• _RECORDS PROVIDED_
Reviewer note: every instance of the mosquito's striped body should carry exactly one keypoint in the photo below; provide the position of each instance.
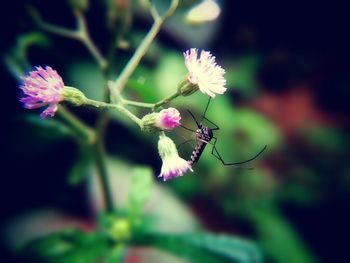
(203, 136)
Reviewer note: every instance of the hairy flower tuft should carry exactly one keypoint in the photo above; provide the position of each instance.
(42, 87)
(173, 164)
(166, 119)
(204, 74)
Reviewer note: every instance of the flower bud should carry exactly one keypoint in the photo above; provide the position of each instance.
(73, 96)
(166, 119)
(173, 164)
(187, 88)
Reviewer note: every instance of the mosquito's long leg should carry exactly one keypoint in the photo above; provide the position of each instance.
(206, 108)
(194, 118)
(216, 153)
(216, 127)
(183, 143)
(189, 129)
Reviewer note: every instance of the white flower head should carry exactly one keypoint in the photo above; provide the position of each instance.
(173, 164)
(205, 72)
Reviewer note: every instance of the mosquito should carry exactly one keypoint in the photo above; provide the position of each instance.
(205, 136)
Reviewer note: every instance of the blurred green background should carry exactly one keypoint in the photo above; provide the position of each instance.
(287, 79)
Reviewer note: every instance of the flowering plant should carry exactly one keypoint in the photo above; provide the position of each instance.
(117, 230)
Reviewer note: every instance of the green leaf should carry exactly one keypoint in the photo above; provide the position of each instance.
(68, 246)
(203, 247)
(279, 239)
(48, 128)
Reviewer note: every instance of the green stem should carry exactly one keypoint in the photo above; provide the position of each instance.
(118, 107)
(101, 166)
(77, 125)
(166, 100)
(121, 81)
(137, 103)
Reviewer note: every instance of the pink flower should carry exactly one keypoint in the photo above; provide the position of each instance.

• _REQUIRED TASK_
Write the lines above as a JSON list of strings, one string per line, with blank lines omitted. Leave the pictures out of the answer.

• _RESULT OF THE TASK_
[
  "Reviewer note: every instance of the mosquito's striped body should carry exactly one keypoint in the photo below; provide the position of each instance.",
  "(203, 136)",
  "Reviewer note: every instance of the hairy flower tuft should carry exactly one keypoint in the photo above; provide the position of each instance.",
  "(42, 87)",
  "(173, 164)",
  "(166, 119)",
  "(204, 74)",
  "Reviewer note: every instance of the flower bud should carry exactly one keypoint in the photo above; provide the position of each instance.",
  "(73, 96)",
  "(166, 119)",
  "(173, 164)",
  "(187, 88)",
  "Reviewer note: every instance of the mosquito's long leg should carry exactly one keypoint in the photo above; provide the position of each instance.",
  "(206, 108)",
  "(194, 118)",
  "(216, 153)",
  "(216, 127)",
  "(183, 143)",
  "(189, 129)",
  "Reviewer note: every instance of the white flower head should carry exactly one keypoint in the photo above; provide the position of each instance.",
  "(173, 164)",
  "(205, 72)",
  "Reviewer note: every instance of the mosquito should carry exactly one keypoint in the photo above; provide the position of each instance.",
  "(205, 136)",
  "Reviewer note: every instance of the blurred green background should carry exactly one keypoint in the photo above; provide the position of each instance.",
  "(287, 79)",
  "Reviewer note: every instance of the flowering plant should carry exactly one keypoint in the photo above; provide the position of each instance.",
  "(117, 230)",
  "Reviewer note: every instance of the green leaf should carry exactly one keypoint in the photo above; provide the position of each instance.",
  "(68, 246)",
  "(203, 247)",
  "(279, 239)",
  "(48, 128)",
  "Reviewer note: every instance of the green stem should carry exactly one keypoint in the photo above; provide the position of each instance.",
  "(118, 107)",
  "(101, 166)",
  "(77, 125)",
  "(166, 100)",
  "(121, 81)",
  "(137, 103)",
  "Reviewer note: every instance of the pink flower should carry exactly one keypoint in the photo above; provide the position of each instance."
]